• **Extract**
The Long Duration Exposure Facility (LDEF) was deployed by Space Shuttle Challenger STS-41-C on April 7, 1984 into a 482 km circular orbit. The plan was a 10-month mission. But schedule changes and the loss of Challenger in 1986 extended its stay far beyond that. It wasn't retrieved until January 12, 1990 — 69 months later — by Space Shuttle Columbia STS-32.

Silver Coated Teflon (Ag/FEP) was everywhere on LDEF — covering experiment trays distributed across nine rows of the spacecraft. Some samples faced directly into the "ram" direction, taking the full brunt of atomic oxygen (AO) bombardment. Others faced the trailing edge, exposed only to solar UV. This real flight experiment gave thermal engineers a controlled comparison no ground test could replicate.

The exposure levels were staggering. Ram-facing samples received AO fluences exceeding 9 x 10²¹ atoms/cm² — far beyond anything achievable in lab simulations at the time. Solar UV exposure ranged from 6,400 to over 14,500 equivalent sun hours depending on location.
Boeing Defense & Space Group, under NASA contract, led the systematic analysis of the retrieved material — measuring optical, mechanical, surface chemistry properties, and more. The result was NASA Contractor Report CR-4663: the definitive reference on Ag/FEP space performance. It's the data underpinning thermal control decisions on missions from the ISS to today's proliferated commercial LEO platforms.
"The FEP blanket material was effective in protecting the silver second-surface mirror for the entire LDEF mission. In general, end-of-life optical properties were unchanged from preflight values." — NASA CR-4663 (July 1995), Performance Summary
Atomic Oxygen, Recession Rates, and Lifetime Calculations
In LEO, molecular oxygen (O₂) is broken apart by solar UV radiation into individual oxygen atoms. These atoms — traveling at ~8 km/s relative to a spacecraft — impact surfaces with enough energy to trigger oxidation reactions that would take years at room temperature and atmospheric pressure. Most polymers are extremely vulnerable. Kapton, the film substrate for MLI blankets, erodes at a well-characterized rate. Teflon FEP — the substrate in Ag/FEP tape — is significantly more resistant, thanks to the strength of the C-F bond. But it is not immune.

• **Information given**
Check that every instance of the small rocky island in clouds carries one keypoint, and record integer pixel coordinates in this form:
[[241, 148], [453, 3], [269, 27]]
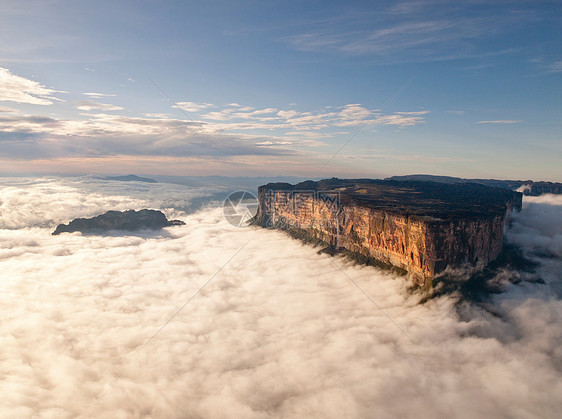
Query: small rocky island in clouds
[[119, 220], [422, 228]]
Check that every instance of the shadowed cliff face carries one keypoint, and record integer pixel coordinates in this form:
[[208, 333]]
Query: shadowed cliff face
[[422, 227]]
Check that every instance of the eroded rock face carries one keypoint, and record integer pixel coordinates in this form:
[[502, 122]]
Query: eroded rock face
[[119, 220], [421, 227]]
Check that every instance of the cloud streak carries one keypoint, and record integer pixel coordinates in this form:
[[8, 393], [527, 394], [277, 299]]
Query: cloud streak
[[14, 88]]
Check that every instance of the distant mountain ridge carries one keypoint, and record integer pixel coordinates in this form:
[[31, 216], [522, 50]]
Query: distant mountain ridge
[[530, 187]]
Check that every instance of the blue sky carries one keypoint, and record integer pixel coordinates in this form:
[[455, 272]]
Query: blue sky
[[279, 87]]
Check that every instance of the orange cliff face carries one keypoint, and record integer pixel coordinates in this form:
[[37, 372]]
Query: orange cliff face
[[421, 227]]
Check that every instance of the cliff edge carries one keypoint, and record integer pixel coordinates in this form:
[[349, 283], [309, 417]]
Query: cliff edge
[[420, 227]]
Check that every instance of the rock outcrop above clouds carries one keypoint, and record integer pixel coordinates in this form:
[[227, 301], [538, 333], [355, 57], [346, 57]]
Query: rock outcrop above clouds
[[420, 227], [528, 187], [119, 220]]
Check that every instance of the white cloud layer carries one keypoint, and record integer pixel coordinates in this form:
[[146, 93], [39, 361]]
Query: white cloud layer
[[279, 332], [90, 105], [14, 88]]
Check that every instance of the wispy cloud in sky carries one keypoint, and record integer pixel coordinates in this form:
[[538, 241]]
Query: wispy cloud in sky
[[500, 121]]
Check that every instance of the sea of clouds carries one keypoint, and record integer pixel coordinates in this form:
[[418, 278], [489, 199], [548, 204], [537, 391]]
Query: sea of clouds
[[277, 330]]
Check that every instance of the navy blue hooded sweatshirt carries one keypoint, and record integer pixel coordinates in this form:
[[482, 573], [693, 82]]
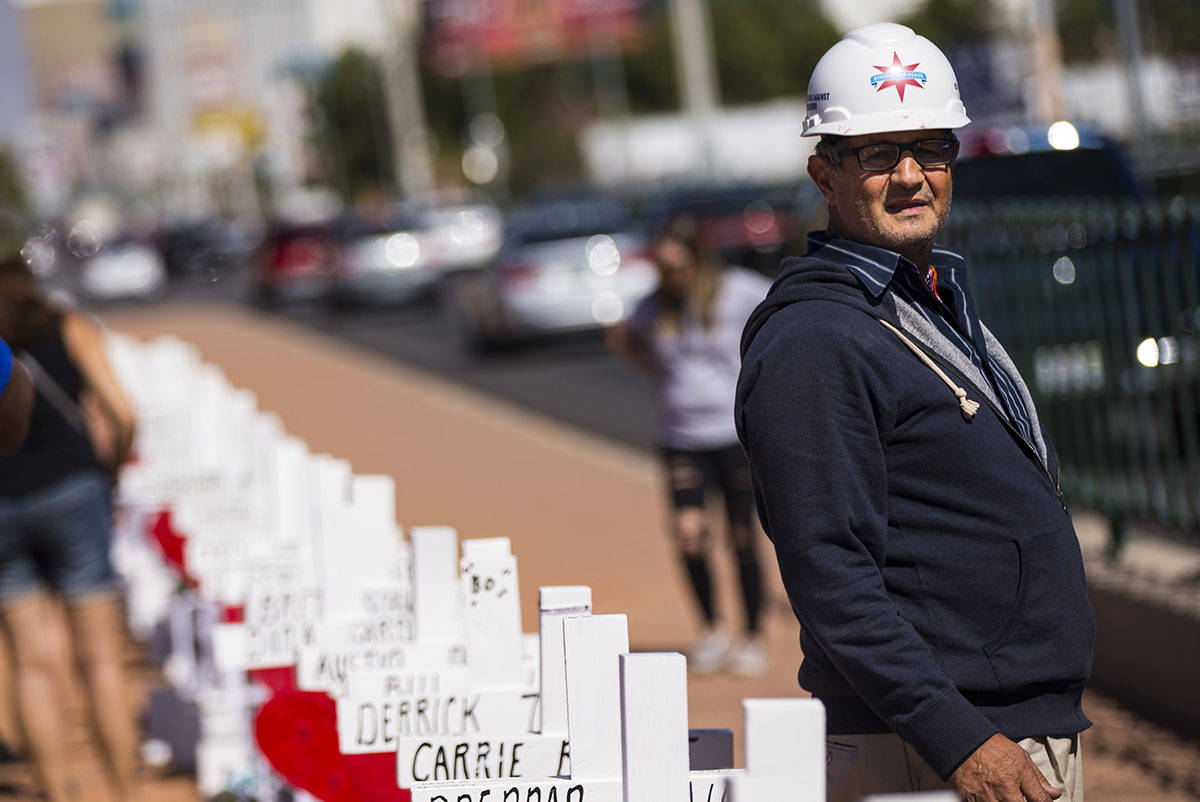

• **Written exercise 1**
Retype the part of the LDEF text starting at "The exposure levels" and ending at "depending on location.".
• **Written exercise 2**
Answer these questions from the LDEF text, marking your answers (a), (b) and (c):
(a) Which Space Shuttle retrieved LDEF, and on what date?
(b) What range of solar UV exposure did the samples receive?
(c) Which report came out of the Boeing Defense & Space Group analysis?
• **Written exercise 3**
Write what follows the last sentence of the LDEF text.

• **Final answer 1**
The exposure levels were staggering. Ram-facing samples received AO fluences exceeding 9 x 10²¹ atoms/cm² — far beyond anything achievable in lab simulations at the time. Solar UV exposure ranged from 6,400 to over 14,500 equivalent sun hours depending on location.

• **Final answer 2**
(a) Space Shuttle Columbia STS-32, on January 12, 1990.
(b) From 6,400 to over 14,500 equivalent sun hours, depending on location.
(c) NASA Contractor Report CR-4663.

• **Final answer 3**
What did LDEF show for Ag/FEP? Two key findings from the CR-4663 analysis:
Scanning electron microscopy (SEM) images showed surface texture roughening of all AO-exposed samples — peaks pointing in the ram direction. It dramatically reduces the specular component of reflectance and increases the diffuse component.

FEP material physically eroded away at a recession rate of 0.34 x 10⁻²⁴ cm³/atom. Cross-section photomicrographs of coupons from rows 7–11 (the highest AO exposure locations) showed measurable FEP thickness loss relative to unexposed "tucked" edge material from the same sample. In other words, an AO fluence of 3.6 x 10²² atoms/cm², or ~23 years in orbit, is expected to fully erode 5-mil Teflon FEP film.
// LDEF-derived AO recession rate for Ag/FEP
R_eff = 0.34 ± 0.13 × 10⁻²⁴ cm³/atom
// Thickness of FEP consumed:
Δt = R_eff × F_AO / ρ_FEP
// where F_AO = atomic oxygen fluence [atoms/cm²]
// Peak LDEF AO fluence (RAM) was 9×10²¹ atoms/cm²
// and ρ_FEP ≈ 2.15 g/cm³
// A 5-mil (127 µm) film is fully consumed at:
F_complete = 3.6 × 10²² atoms/cm²
The LDEF analysis revealed something that no lab test can fully replicate: real spacecraft are dirty. The outgassing behavior of nearby hardware — adhesives, paints, insulation — created a patchwork of contamination deposits that fundamentally altered how Ag/FEP degraded in ways that are still difficult to predict.
ESCA (Electron Spectroscopy for Chemical Analysis) measurements of LDEF Ag/FEP surfaces revealed oxygen and silicon on surfaces that should, in theory, contain only fluorine and carbon. The silicon-containing contamination — almost certainly from silicone-based adhesives and lubricants used elsewhere on the spacecraft — appeared on trailing-edge (non-AO-exposed) surfaces in significant quantities (comprising 20–50% of the surface elemental composition by mole percent) but was largely absent from ram-facing surfaces.
The reason: atomic oxygen erodes silicone contamination too, converting it to silicon dioxide (SiO₂) films. Ram-facing surfaces continuously renewed themselves by burning off contaminant deposits. Trailing-edge surfaces had no such cleaning mechanism, and contamination accumulated over the mission lifetime.
Engineering Implication: Contamination effects are spacecraft-specific and time-dependent. The material you receive from a manufacturer (such as SQUID3 Space, Sheldahl, and Dunmore) has known BOL optical properties. The material on your satellite after 3 years in orbit has properties that depend on everything outgassing nearby. Designing a thermal system without a contamination budget — and contamination-driven absorptance margin — is designing to fail slowly and unpredictably.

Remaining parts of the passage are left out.